Arbeitsauftrag 1: Nenne alle Dinge, die im Text über „Der Schwarm" in dem Satz, der mit „Die Wände sind sanft blau" beginnt, als blau beschrieben werden.
Arbeitsauftrag 2: Fasse den Text über „Der Schwarm" in zwei Sätzen zusammen.
____ Ausgewählter Text
Wie jedes traditionelles Maxe-Baumann-Fernsehspiel kommt der "Schwarm" mit einer Handvoll Darsteller aus. |
"The Swarm"
Und so landete die weltumspannende Vorlage als eine Art Kleines Fernsehspiel in acht Folgen im ZDF. Finanziert nicht von den großen Anlegerfonds, sondern zumindest zum Teil mit deutschen Steuergeldern, fiel die Ausstattung dann nicht ganz so üppig aus wie in der Vorlage. "Der Schwarm", des globalen Anspruchs auch deutscher Ökofilmemacher wegen "The Swarm" genannt, erinnert vom Personalaufgebot an die berühmten DDR-Schwänke mit Maxe Baumann: Die immer gleiche Handvoll Gestalten taucht auf und geht ab, wie der Provinzbühnenbuffo sagt, sie schauen nachdenklich, besorgt oder sehr betrübt in Zimmer und Labors, durch die immer gerade kurz zuvor eine beeindruckend gründlich arbeitender Reinigungskolonne gezogen sein muss. Alles glänzt, alle immer frisch gewienert und auf Hochglanz poliert.
Selbstverständlich haben sich die drei Regisseure Barbara Eder, Philipp Stölzl und Luke Watson für einen zeitgemäßen Blaufilter entschieden, der eine Art Widerschein des Meeres auf alle Oberflächen des Films legt. Die Wände sind sanft blau, die Pullover, die Himmel, die Jacken, die Tische. An denen sitzen die Darsteller als buntes und diverses Wissenschaftler*innenkollektiv und über ihre immer tadellose Internetverbindungen halten sie Kontakt mit anderen diversen Bedenkenträgern. Zwischendrin führen Fahrten im fossil betriebenen SUV durch spektakulär saubere Landschaften, über denen ebenfalls ein lichter Blaufilter liegt. Normale Menschen, Bevölkerung, Passanten, Nicht-Wissenschaftler gibt es weder drinnen noch draußen, mag sein, der Etat hat nicht gereicht, mag sein, es ging darum, die Botschaft auszusenden, dass es letztlich nicht darauf ankommt, wer hier gerettet werden soll, sondern nur darauf, wer rettet.
Sie sind nicht das Volk
So wenig gewöhnliches Volk, ganz normale überforderte Politiker oder gewöhnliche Klimakämpfer mit ihren Klebstofftuben und Plakaten im "Schwarm" auftaucht, so wenig verraten die Wissenschaftlerdialoge in den Schöner-Wohnen-Kulissen über die Inhalte von Schätzing vielverkauften Werk. Selbstverständlich täuscht der Blick über die unberührt anmutenden Weidelandschaften, die Sehnsuchtsstrände und kleinen Höfen. Irgendwo tief im Meer wartet das Böse, das schon die Bibel vorhergesagt hat, wie ein betonter Vortrag aus dem Buch Exodus erinnert.
________
____ Bereitgestellte Daten
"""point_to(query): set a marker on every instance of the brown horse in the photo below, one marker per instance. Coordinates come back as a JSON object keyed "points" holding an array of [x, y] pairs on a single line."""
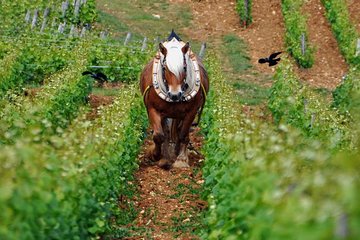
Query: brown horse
{"points": [[174, 85]]}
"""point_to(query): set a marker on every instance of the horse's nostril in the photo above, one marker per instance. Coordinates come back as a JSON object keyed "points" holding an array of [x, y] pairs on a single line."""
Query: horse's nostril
{"points": [[174, 97]]}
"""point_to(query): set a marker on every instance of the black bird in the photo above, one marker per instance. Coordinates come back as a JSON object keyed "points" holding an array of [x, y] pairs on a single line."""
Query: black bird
{"points": [[99, 77], [272, 60]]}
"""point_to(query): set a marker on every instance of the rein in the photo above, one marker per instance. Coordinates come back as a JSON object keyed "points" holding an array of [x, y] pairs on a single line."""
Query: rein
{"points": [[185, 85]]}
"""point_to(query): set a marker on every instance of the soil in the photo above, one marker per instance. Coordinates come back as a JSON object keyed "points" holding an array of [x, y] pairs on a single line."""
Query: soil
{"points": [[169, 199], [164, 208], [96, 101], [354, 10], [266, 35], [330, 65]]}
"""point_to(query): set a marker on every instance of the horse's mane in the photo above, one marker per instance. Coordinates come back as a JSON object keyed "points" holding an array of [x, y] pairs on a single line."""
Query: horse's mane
{"points": [[175, 57]]}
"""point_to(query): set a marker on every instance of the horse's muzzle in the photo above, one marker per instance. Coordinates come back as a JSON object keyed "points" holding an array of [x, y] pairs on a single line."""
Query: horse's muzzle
{"points": [[176, 97]]}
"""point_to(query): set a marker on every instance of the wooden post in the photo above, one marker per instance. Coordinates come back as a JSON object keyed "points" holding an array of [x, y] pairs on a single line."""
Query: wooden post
{"points": [[77, 8], [83, 31], [358, 48], [157, 41], [103, 34], [202, 51], [313, 115], [144, 45], [303, 43], [305, 105], [127, 39], [36, 14], [73, 31], [64, 7], [46, 14], [53, 24], [28, 16], [246, 5], [342, 228], [61, 27]]}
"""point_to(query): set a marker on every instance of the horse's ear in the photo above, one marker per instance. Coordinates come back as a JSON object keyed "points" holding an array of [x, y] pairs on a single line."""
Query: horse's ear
{"points": [[185, 48], [163, 49]]}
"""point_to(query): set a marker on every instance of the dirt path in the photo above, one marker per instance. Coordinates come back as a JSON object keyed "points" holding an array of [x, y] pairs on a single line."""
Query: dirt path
{"points": [[329, 66], [212, 19], [354, 10], [169, 204]]}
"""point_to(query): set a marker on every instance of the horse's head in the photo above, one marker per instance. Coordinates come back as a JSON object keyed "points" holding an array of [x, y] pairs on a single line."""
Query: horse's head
{"points": [[174, 59]]}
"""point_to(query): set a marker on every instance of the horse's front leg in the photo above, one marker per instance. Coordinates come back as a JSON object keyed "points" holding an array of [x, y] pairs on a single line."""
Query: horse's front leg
{"points": [[158, 135], [182, 160]]}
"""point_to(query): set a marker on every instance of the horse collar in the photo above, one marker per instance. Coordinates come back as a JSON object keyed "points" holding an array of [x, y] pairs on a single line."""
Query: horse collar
{"points": [[192, 80]]}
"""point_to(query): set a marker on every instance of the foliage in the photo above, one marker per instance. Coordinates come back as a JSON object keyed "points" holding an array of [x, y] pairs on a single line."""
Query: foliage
{"points": [[236, 50], [126, 63], [268, 182], [244, 11], [55, 105], [13, 24], [71, 186], [295, 25], [344, 31], [30, 62], [298, 105], [343, 95]]}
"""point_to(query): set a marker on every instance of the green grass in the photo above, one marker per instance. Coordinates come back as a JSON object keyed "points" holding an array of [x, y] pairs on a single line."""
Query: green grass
{"points": [[236, 51], [106, 91], [112, 23], [249, 85], [138, 16], [251, 93]]}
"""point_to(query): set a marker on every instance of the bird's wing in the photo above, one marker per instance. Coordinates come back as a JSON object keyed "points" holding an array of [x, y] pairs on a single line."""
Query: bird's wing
{"points": [[102, 76], [273, 55], [262, 60], [87, 73]]}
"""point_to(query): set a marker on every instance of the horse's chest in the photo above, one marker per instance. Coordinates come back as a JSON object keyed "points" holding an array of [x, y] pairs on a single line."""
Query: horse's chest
{"points": [[175, 110]]}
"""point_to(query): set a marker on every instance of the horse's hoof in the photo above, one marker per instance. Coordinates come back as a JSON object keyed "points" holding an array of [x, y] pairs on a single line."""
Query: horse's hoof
{"points": [[164, 163], [180, 164], [151, 154]]}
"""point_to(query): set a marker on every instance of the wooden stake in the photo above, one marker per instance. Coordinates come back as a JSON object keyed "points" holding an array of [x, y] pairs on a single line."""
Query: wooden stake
{"points": [[144, 45], [202, 51], [36, 14], [127, 39]]}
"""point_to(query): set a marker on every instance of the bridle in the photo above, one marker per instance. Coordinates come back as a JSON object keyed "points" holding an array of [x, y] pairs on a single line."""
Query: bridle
{"points": [[184, 85]]}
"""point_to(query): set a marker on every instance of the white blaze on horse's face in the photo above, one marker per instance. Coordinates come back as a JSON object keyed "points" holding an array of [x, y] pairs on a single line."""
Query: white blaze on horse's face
{"points": [[174, 59]]}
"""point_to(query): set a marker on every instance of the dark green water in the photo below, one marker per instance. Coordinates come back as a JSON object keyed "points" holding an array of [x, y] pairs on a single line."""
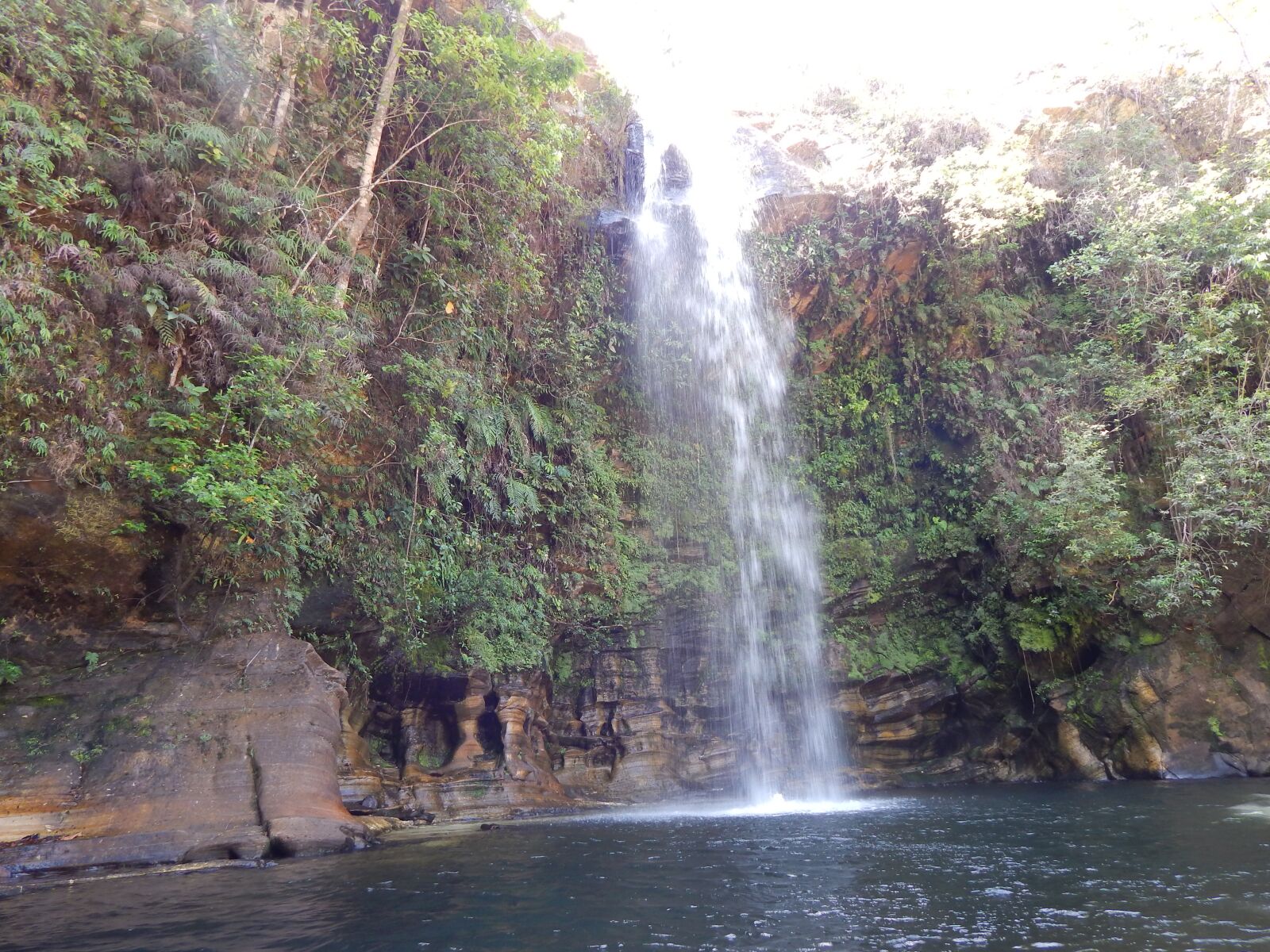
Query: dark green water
{"points": [[1133, 866]]}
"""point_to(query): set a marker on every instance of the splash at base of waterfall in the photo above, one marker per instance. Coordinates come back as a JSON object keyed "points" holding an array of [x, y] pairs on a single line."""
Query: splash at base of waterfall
{"points": [[778, 805]]}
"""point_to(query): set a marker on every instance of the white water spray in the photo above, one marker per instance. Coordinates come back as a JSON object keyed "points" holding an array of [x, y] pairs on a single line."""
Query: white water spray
{"points": [[714, 357]]}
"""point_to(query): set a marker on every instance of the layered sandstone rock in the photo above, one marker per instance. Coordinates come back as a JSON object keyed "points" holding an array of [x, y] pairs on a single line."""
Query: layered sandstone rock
{"points": [[171, 749]]}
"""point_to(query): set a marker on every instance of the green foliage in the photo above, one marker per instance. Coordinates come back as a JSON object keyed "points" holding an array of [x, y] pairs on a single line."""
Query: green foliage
{"points": [[10, 672], [1057, 427], [171, 328]]}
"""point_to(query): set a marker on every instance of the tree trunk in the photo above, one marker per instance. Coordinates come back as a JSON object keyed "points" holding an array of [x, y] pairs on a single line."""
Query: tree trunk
{"points": [[365, 188], [283, 112]]}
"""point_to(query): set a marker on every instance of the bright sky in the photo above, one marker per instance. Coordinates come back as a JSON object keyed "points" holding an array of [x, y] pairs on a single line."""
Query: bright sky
{"points": [[762, 54]]}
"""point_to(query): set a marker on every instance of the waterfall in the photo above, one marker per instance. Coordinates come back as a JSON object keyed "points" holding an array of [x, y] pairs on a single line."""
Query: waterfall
{"points": [[714, 357]]}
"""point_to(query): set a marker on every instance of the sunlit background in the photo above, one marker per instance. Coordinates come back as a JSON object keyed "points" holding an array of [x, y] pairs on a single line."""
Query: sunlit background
{"points": [[994, 57]]}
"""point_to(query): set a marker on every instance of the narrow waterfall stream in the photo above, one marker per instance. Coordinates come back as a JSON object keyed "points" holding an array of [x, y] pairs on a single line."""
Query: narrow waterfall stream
{"points": [[714, 359]]}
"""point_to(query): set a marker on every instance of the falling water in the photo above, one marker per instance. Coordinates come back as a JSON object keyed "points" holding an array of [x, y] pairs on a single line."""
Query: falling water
{"points": [[714, 357]]}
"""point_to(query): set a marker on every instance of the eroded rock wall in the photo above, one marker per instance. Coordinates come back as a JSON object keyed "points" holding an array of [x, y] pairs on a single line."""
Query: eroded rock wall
{"points": [[169, 748]]}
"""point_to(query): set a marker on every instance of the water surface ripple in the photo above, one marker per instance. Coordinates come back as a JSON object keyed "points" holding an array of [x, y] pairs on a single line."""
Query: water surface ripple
{"points": [[1136, 866]]}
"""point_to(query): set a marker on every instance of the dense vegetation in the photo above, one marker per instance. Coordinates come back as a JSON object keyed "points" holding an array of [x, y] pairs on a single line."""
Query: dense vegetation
{"points": [[310, 286], [1037, 391], [305, 292]]}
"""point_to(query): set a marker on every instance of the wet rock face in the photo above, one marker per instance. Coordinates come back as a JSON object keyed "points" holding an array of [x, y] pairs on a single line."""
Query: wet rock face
{"points": [[171, 748]]}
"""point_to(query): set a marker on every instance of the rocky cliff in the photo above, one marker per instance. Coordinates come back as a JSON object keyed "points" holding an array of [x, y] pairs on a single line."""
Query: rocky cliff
{"points": [[441, 482]]}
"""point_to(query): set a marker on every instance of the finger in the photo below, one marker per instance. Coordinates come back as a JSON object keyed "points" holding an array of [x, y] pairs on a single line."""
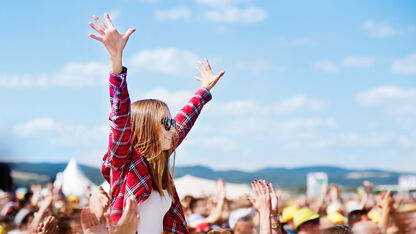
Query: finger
{"points": [[251, 200], [108, 219], [107, 18], [200, 71], [255, 188], [129, 32], [96, 28], [96, 37], [273, 191], [208, 66], [101, 23], [262, 188], [203, 66], [220, 74], [84, 221]]}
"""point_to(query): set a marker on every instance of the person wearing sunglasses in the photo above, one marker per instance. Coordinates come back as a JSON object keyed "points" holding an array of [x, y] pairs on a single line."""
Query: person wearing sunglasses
{"points": [[143, 136]]}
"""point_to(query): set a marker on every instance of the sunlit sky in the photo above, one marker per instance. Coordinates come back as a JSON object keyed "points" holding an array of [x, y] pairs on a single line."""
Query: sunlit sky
{"points": [[306, 83]]}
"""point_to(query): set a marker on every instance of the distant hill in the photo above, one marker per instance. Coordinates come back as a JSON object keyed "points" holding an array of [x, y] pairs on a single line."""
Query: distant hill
{"points": [[284, 177]]}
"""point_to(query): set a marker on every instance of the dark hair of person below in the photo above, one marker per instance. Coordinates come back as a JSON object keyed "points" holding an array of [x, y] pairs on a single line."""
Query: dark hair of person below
{"points": [[355, 216], [339, 229], [312, 221]]}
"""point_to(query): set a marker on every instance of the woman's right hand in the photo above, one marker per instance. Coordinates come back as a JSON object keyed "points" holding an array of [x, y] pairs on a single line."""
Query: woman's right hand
{"points": [[112, 40]]}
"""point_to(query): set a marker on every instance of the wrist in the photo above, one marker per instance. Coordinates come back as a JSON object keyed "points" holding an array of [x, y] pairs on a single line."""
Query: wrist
{"points": [[116, 64]]}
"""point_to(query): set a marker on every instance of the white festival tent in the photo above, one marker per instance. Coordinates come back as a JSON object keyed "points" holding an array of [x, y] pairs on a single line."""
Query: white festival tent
{"points": [[74, 181], [199, 187]]}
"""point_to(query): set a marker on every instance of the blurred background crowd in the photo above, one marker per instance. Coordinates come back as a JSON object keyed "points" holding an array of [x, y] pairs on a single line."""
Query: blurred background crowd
{"points": [[46, 209]]}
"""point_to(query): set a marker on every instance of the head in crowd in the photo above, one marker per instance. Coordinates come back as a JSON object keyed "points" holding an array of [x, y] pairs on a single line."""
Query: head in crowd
{"points": [[306, 221], [287, 218], [356, 216], [152, 135], [340, 229], [366, 227], [23, 218], [199, 206]]}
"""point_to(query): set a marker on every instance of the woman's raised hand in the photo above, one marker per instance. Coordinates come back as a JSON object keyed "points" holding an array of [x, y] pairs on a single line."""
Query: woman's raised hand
{"points": [[110, 37], [209, 79], [112, 40]]}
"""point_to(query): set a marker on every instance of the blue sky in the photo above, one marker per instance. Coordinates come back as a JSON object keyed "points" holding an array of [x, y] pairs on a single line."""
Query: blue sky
{"points": [[306, 83]]}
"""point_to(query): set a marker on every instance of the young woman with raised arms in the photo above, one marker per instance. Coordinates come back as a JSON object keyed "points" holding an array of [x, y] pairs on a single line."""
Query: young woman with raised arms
{"points": [[143, 136]]}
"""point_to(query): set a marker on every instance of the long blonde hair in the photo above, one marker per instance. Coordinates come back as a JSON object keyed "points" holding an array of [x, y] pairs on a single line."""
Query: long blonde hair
{"points": [[146, 123]]}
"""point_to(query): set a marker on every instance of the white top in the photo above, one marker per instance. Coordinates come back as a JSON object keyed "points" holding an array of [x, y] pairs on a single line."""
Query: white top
{"points": [[152, 211]]}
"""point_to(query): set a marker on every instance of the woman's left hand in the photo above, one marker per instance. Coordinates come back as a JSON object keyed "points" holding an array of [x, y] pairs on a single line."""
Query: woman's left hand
{"points": [[209, 79]]}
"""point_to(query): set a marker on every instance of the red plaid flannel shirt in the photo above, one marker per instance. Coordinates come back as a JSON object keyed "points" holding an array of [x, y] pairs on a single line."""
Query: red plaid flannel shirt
{"points": [[125, 168]]}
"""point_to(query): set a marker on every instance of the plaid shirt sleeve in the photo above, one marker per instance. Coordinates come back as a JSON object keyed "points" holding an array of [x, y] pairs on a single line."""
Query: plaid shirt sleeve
{"points": [[119, 147], [123, 166], [187, 116], [174, 220]]}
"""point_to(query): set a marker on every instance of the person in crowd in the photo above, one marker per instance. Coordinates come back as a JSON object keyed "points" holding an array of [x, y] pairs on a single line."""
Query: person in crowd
{"points": [[366, 227], [357, 216], [203, 213], [306, 221], [127, 224], [143, 136], [339, 229], [264, 194], [287, 218]]}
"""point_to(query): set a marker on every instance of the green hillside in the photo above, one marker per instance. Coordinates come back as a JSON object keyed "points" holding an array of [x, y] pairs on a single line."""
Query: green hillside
{"points": [[284, 177]]}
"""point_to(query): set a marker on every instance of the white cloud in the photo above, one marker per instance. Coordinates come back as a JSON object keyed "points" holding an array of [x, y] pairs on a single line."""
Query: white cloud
{"points": [[378, 29], [299, 102], [386, 94], [296, 42], [217, 3], [358, 62], [114, 14], [259, 66], [396, 101], [65, 134], [149, 1], [170, 61], [326, 66], [406, 65], [236, 15], [71, 75], [176, 13]]}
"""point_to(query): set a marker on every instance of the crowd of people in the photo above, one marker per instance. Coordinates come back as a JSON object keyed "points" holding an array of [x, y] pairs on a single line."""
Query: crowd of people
{"points": [[143, 197], [47, 210]]}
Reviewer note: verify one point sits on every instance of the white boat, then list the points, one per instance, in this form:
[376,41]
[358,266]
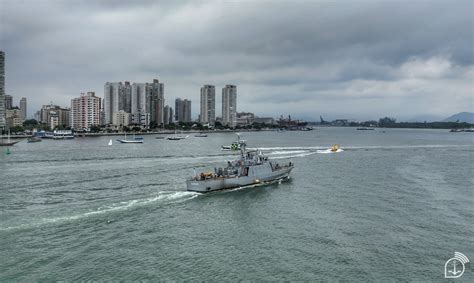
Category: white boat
[134,140]
[176,138]
[9,142]
[237,145]
[63,135]
[333,149]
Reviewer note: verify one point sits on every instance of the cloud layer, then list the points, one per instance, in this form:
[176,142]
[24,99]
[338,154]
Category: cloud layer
[351,59]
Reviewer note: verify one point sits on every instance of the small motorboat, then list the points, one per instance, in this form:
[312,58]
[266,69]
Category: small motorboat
[234,146]
[134,140]
[333,149]
[33,139]
[176,138]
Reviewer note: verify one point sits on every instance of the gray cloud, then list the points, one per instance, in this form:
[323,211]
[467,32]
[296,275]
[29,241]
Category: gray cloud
[347,59]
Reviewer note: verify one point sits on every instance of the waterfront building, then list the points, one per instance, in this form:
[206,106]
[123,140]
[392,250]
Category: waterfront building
[54,115]
[2,91]
[156,104]
[13,118]
[208,105]
[121,118]
[245,118]
[183,110]
[23,111]
[178,103]
[117,96]
[8,102]
[229,105]
[111,99]
[85,111]
[144,101]
[168,115]
[140,118]
[139,99]
[264,120]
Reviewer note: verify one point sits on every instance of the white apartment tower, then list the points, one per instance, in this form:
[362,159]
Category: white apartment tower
[23,108]
[2,91]
[85,111]
[229,105]
[208,104]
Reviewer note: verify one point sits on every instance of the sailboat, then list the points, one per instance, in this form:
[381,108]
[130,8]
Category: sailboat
[134,140]
[8,143]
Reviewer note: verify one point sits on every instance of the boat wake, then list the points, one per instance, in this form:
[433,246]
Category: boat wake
[163,197]
[326,151]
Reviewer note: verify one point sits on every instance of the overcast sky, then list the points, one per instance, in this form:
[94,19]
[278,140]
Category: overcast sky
[339,59]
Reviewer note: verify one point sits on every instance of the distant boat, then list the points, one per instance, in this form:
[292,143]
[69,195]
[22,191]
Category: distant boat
[8,142]
[176,138]
[234,146]
[134,140]
[63,134]
[33,139]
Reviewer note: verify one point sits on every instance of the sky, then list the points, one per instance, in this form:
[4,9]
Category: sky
[339,59]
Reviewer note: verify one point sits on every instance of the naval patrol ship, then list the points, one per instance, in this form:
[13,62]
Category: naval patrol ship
[251,168]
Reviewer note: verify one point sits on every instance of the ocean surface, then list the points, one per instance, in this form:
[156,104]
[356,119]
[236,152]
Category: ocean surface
[394,205]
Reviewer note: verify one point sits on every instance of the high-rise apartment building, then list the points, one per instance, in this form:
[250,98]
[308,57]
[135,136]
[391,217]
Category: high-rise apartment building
[183,110]
[54,115]
[208,104]
[144,101]
[229,105]
[8,102]
[2,91]
[168,115]
[112,92]
[156,105]
[85,111]
[23,111]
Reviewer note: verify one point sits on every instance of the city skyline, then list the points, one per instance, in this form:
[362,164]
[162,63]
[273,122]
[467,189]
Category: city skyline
[326,59]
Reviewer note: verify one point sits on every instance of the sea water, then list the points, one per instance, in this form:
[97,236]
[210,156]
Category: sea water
[395,204]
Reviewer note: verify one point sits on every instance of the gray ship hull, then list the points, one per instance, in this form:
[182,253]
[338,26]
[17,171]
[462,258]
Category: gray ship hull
[256,176]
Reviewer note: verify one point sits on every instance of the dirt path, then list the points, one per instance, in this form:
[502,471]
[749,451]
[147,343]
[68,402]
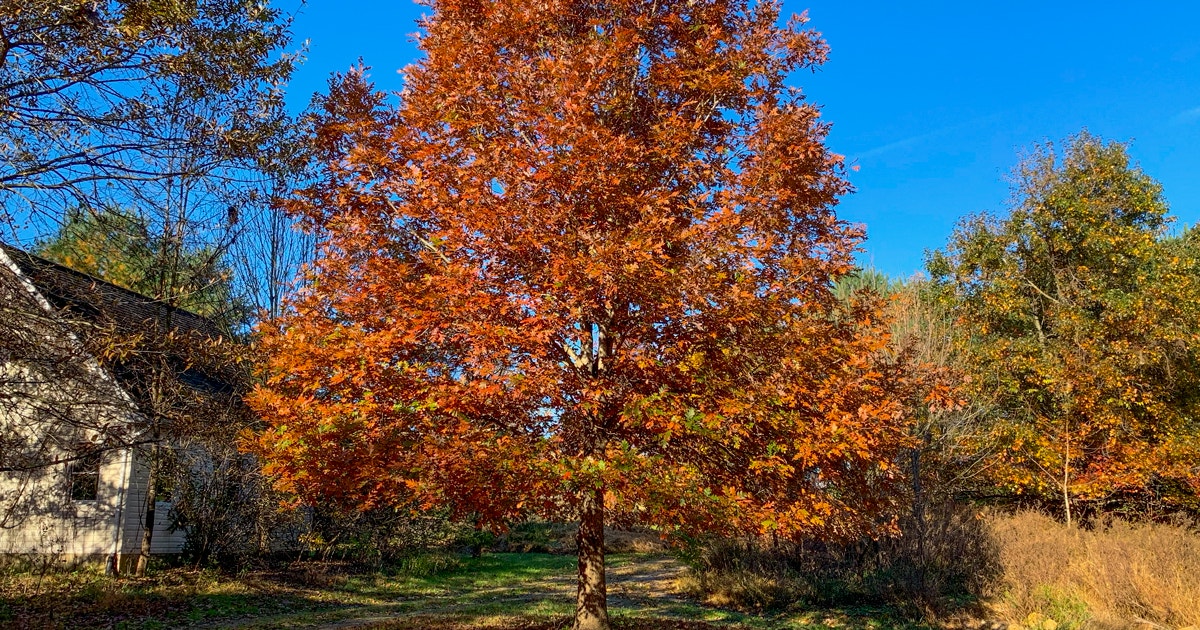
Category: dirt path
[643,583]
________
Musterlösung 1: Wände, Pullover, Himmel, Jacken, Tische

Musterlösung 2: Die achtteilige ZDF-Fassung von „Der Schwarm" kommt mit einer Handvoll Darsteller aus und legt einen Blaufilter über blitzsaubere, auf Hochglanz polierte Räume und Landschaften. Gewöhnliche Menschen tauchen darin nicht auf, und die Dialoge der Wissenschaftler verraten wenig über die Inhalte von Schätzings vielverkauftem Werk.